-- start Page --
Eh, I have a question that I hope someone can answer:

In Unity, I am trying to come up with an easy way to figure out if a cube is surrounded by 6 other face-adjacent cubes. Normally this isn't that much of an issue, but I have upwards of 11k - 15k cubes in a List<Transform>. Is there a faster way to get adjacency information other than searching the entire list repeatedly? I might be able to make it into a single-pass search for all 6 values and just remove the search value from a bin if it is found but I'm not sure how much faster that would be, if at all. Would doing a Raycast work for this? And does a raycast return "if something is hit within R range" or does it return "raycast hit G gameObject"?
Need more info. 1. Is it grid-aligned? 2. Is it axis-aligned? 3. If grid aligned, do you track the empty cubes as well as solid ones?
It is currently I guess Grid aligned. The cubes don't have rotational values beyond what's needed to make them look right as different terrain types. I am going to hazard a guess that by empty cubes you mean "unrendered cube" and not "air cube." It has to keep track of all physical cubes adjacent to itself in order to determine if it should be rendered. If there is an air pocket next to it then it should be rendered. If there is a cube, rendered or unrendered, it has to check to make sure that it is completely surrounded in order to be set to not render. That still might not be as much information as you were looking for, but I am not sure. So ask for more detail please if I did not explain it enough.

You can do a limited-range raycast in Unity.

I thought that I was able to do that, but would the ray need to be originating from the face of the cube or from the center position of the cube? And if it needs to be from the center of the cube would it then need to set the cube to ignore the raycast? If the raycast originates on the face of the cube then it would need to have a 0 or close to 0 distance to check for, as each of the neighboring cubes would be flush with the origin cube.

Wouldn't you want to use something like a 3d array, and store each cube at its coordinates? then you have O(1). You probably dont want to use arrays though, but still some form of indexed data storage instead of just a list...
-- end Page --
Exercise task:
Reproduce the Unity cube thread word for word, from "I thought that" up to and including "just a list...".
-- start Rows --
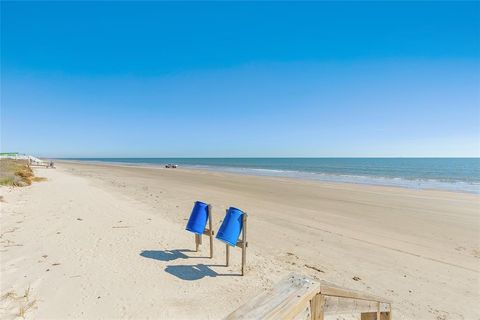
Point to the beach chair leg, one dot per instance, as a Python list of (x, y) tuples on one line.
[(227, 255), (211, 230), (244, 243)]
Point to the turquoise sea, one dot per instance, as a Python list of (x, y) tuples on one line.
[(455, 174)]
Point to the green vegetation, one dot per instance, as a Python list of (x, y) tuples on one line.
[(16, 173)]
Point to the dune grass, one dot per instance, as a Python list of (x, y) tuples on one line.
[(16, 173)]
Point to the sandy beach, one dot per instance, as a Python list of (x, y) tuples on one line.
[(103, 242)]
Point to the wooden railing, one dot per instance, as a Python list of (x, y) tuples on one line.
[(299, 297)]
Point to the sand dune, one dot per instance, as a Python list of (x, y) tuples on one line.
[(100, 241)]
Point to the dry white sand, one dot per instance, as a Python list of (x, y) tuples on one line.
[(99, 241)]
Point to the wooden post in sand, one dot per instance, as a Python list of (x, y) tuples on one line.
[(208, 232), (244, 242)]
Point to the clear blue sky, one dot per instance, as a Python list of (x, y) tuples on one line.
[(124, 79)]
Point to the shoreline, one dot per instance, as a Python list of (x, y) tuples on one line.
[(110, 242), (248, 172)]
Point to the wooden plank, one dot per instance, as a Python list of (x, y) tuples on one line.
[(227, 255), (244, 241), (316, 307), (345, 306), (331, 290), (287, 299), (210, 229)]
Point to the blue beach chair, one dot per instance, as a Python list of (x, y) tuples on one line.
[(234, 223), (201, 214)]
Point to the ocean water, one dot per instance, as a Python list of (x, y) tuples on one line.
[(455, 174)]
-- end Rows --
Task solution:
I thought that I was able to do that, but would the ray need to be originating from the face of the cube or from the center position of the cube? And if it needs to be from the center of the cube would it then need to set the cube to ignore the raycast? If the raycast originates on the face of the cube then it would need to have a 0 or close to 0 distance to check for, as each of the neighboring cubes would be flush with the origin cube.

Wouldn't you want to use something like a 3d array, and store each cube at its coordinates? then you have O(1). You probably dont want to use arrays though, but still some form of indexed data storage instead of just a list...